- ASSIGNED TASK: Repeat each entry exactly and drop the pictures.

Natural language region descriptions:
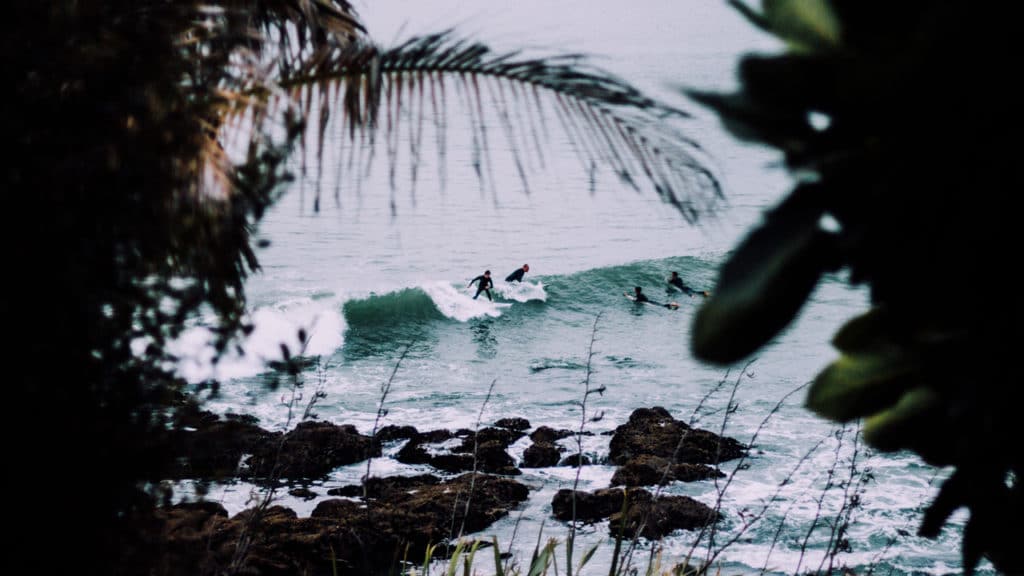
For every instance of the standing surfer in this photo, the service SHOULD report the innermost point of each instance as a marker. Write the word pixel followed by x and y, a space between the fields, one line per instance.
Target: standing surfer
pixel 484 284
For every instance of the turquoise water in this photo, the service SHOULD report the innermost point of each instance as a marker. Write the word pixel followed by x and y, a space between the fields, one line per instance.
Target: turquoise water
pixel 378 274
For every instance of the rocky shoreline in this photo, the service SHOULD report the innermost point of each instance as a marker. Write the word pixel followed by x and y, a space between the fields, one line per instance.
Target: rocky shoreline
pixel 366 529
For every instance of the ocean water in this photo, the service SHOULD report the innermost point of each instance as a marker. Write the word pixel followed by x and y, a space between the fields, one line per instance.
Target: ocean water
pixel 378 279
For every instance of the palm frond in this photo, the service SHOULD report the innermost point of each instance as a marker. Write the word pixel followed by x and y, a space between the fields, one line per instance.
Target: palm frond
pixel 385 94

- RESPONSE TO THE EXERCISE:
For every instance of the standing surfer in this photo, the service SHOULD report the innermost point of each instance as a marker. Write the word pixel followed by x and y, a space between the fields, one line per instance.
Target: standing surfer
pixel 484 284
For every instance of the turquoise water in this photo, the service SHOULD report the innermost point of each instance as a marker. Write the word pixel followed by x and y, a space between the fields, one line per instance.
Target: turquoise water
pixel 378 274
For every instance of the rocky shoreline in this photo, the service SHOULD report the innermost point of each instance as a marker. Write the word pixel followed by x and y, a space between the fields, one line per instance.
Target: rocky shoreline
pixel 366 529
For every instance of the ocean water in this photo, the service SHOULD report the innermost point of each instance as a marker. Write the word pixel followed by x and y, a space between the fields, one line per instance.
Target: ocean water
pixel 378 279
For every instance of the palm frond in this photo, the service SHOULD report the innermost point of each instance as a marker. Write the word pixel followed by x and y, a space between the fields, one line per instance.
Target: palm frond
pixel 385 94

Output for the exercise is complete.